GIVEN RECORDS:
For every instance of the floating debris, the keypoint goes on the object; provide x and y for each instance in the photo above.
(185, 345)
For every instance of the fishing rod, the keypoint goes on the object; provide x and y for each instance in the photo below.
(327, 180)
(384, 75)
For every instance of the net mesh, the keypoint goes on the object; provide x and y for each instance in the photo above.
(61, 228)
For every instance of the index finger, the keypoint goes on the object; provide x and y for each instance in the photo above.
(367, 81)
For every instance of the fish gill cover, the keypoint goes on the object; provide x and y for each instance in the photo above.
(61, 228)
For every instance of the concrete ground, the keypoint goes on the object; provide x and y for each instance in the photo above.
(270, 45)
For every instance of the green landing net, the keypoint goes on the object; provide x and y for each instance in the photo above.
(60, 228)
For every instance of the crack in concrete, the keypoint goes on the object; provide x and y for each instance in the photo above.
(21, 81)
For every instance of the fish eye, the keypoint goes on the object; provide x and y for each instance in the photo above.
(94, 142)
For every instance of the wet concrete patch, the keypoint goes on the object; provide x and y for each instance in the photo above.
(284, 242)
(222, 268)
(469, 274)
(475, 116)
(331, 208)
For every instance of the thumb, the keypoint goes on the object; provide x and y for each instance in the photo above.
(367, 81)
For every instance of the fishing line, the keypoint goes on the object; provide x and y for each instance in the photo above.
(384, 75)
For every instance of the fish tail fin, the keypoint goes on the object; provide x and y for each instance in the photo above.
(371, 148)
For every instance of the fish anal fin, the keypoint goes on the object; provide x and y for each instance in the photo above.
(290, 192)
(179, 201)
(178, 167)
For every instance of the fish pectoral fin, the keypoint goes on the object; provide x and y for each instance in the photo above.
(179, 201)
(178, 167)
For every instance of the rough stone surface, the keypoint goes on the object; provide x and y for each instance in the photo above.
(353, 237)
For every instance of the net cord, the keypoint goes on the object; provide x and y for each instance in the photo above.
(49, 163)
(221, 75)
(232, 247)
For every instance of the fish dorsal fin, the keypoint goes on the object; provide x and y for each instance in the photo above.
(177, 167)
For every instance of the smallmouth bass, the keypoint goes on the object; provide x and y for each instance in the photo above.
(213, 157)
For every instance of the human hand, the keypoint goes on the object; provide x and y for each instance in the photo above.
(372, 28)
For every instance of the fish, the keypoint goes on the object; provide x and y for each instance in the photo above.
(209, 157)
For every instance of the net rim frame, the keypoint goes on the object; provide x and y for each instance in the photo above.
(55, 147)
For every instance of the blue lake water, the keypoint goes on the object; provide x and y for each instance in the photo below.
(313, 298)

INSTRUCTION:
Find the line with "For every instance of the crack" in the listing above, then write out that line and each remaining line exactly, with no other text.

RESULT FOR THIS TASK:
For every instance of the crack in concrete, the keypoint goes on the object; provide x and y for each instance in the photo above.
(21, 81)
For every instance of the fish eye, the keypoint goes on the object; provide x and y for each instance in the photo above.
(94, 142)
For every instance of the wet concrete patch, the keypoint goes on the object; provide x and y for each instance in the photo above.
(284, 242)
(222, 268)
(469, 274)
(475, 116)
(331, 208)
For every instance of the thumb, the keypoint goes on the object; provide x and y for each instance in the photo above.
(367, 81)
For every instance of the fishing line, the keypoint goes on the object; provide x and y for each instance in the photo above.
(384, 75)
For every instance of the fish tail fin, the keypoint goes on the object; provide x and y for each instance in the photo above.
(371, 148)
For every instance of the fish anal fin, the keypoint goes on the object; provide x and y for each instance in the photo above.
(290, 192)
(179, 201)
(178, 167)
For every instance of the fish pectoral fin, the keypoint goes on the object; provide x and y for each instance in the photo above.
(179, 201)
(178, 167)
For every instance of the rough stone surface, the keypoint goes on the object; provide x and y for each instance in the photo above.
(353, 237)
For every instance of the net cord, the keypoint goes on the object; provide x and y for each instance in the photo above.
(49, 163)
(221, 75)
(232, 247)
For every instance of the fish dorsal fin, the keypoint goes on the object; provide x and y for each instance in the photo above.
(177, 167)
For every instance of the smallmouth bass, the keypoint goes on the object; provide x and y for each instance in the photo above.
(213, 157)
For every instance of the human hand, the keypoint goes on the object; provide x and y for each instance in the photo above.
(372, 28)
For every instance of the fish, the keypoint goes on the object; provide x and y for each instance in the photo above.
(209, 157)
For every instance of the net rim frame, the keypoint goes on the object; provide x and y for each instance in the photo above.
(55, 147)
For every instance of the blue lake water, the keypoint goes on the object; provide x and y for each instance in the photo below.
(313, 298)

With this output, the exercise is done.